* Your objective
Write out each of the following rows exactly as it appears, without changing anything.

** Start Records for this task **

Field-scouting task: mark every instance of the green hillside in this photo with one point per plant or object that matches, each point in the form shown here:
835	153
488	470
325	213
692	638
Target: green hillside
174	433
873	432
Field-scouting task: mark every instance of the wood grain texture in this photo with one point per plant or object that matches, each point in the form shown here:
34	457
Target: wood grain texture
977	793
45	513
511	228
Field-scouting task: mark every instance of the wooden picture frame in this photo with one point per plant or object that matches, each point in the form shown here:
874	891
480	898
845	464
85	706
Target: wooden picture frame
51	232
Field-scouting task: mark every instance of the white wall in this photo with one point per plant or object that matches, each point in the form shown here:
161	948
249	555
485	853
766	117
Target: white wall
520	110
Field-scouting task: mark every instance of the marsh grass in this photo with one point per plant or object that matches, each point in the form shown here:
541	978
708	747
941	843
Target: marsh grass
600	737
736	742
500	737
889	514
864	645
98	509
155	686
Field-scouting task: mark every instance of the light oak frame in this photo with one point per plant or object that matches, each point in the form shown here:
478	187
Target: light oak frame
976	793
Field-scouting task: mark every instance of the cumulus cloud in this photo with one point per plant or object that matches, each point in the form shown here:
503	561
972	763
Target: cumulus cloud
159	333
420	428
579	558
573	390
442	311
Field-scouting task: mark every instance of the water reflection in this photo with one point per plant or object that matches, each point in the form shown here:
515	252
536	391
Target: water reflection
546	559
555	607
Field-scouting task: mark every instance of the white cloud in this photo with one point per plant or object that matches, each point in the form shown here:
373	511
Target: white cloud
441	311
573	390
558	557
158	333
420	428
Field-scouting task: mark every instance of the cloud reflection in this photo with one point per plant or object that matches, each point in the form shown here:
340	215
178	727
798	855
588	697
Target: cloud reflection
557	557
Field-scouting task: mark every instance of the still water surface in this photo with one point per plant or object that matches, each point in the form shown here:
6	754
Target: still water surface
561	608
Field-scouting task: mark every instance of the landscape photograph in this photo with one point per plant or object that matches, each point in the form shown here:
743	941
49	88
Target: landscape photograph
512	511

** End Records for this task **

* Complete output
Field-scouting task: mark every instance of the green hillside in this photo with one point per plant or object that matches, each point in the form shown here:
835	153
488	470
325	213
692	638
Target: green hillside
174	433
873	432
Field-scouting task: mark every instance of the wood grain texture in this photo with one point per plant or object that matches, each point in the form shown here:
34	457
Target: wood grain texture
977	793
45	513
511	228
Field-scouting task: mark every instance of the wooden picture frame in this photo with one point per plant or object that matches, each point in the form shown here:
874	891
480	898
845	464
85	706
Target: wooden picture frame
51	232
Field-scouting task: mark every instance of the white wall in this photo with one point per plant or object that matches, each point in the form shown here:
161	948
249	555
485	853
766	117
Target: white wall
520	110
Field-scouting task: mark every instance of the marsh grass in this photo with one point per plant or object that matches, each point in the form shown here:
541	978
708	747
941	843
Target: marsh grass
600	737
736	742
500	737
889	514
864	645
98	509
155	686
Field-scouting task: mark every instance of the light oak frame in this photo with one point per plant or object that matches, each point in the form shown here:
478	187
Target: light oak frame
976	793
Field-scouting task: mark every instance of the cumulus cloud in this photo with one point per plant or object that matches, each point in the form shown here:
503	561
972	763
Target: cumulus cloud
159	333
420	428
579	558
573	390
442	311
Field-scouting task: mark every instance of the water reflection in this photo with one point per plant or object that matches, each point in the form shown here:
515	252
536	391
Target: water reflection
546	559
555	607
Field-scouting task: mark every instance of the white cloud in this photo with one point per plant or object that matches, each point in the form shown here:
373	511
Target: white cloud
441	311
573	390
558	557
158	333
420	428
Field-scouting task: mark every instance of the cloud reflection in this photo with one point per plant or object that matches, each point in the form shown here:
340	215
178	727
798	855
588	697
Target: cloud reflection
557	557
Field-scouting task: mark every instance of the still water surface in this photo with one point per plant or object that matches, each point in the form shown here:
6	754
Target: still water surface
561	608
Field-scouting task: mark every instance of the landscape photograph in this photo with one point per plant or object that matches, each point in the form shown here:
743	941
49	88
Target: landscape photograph
512	511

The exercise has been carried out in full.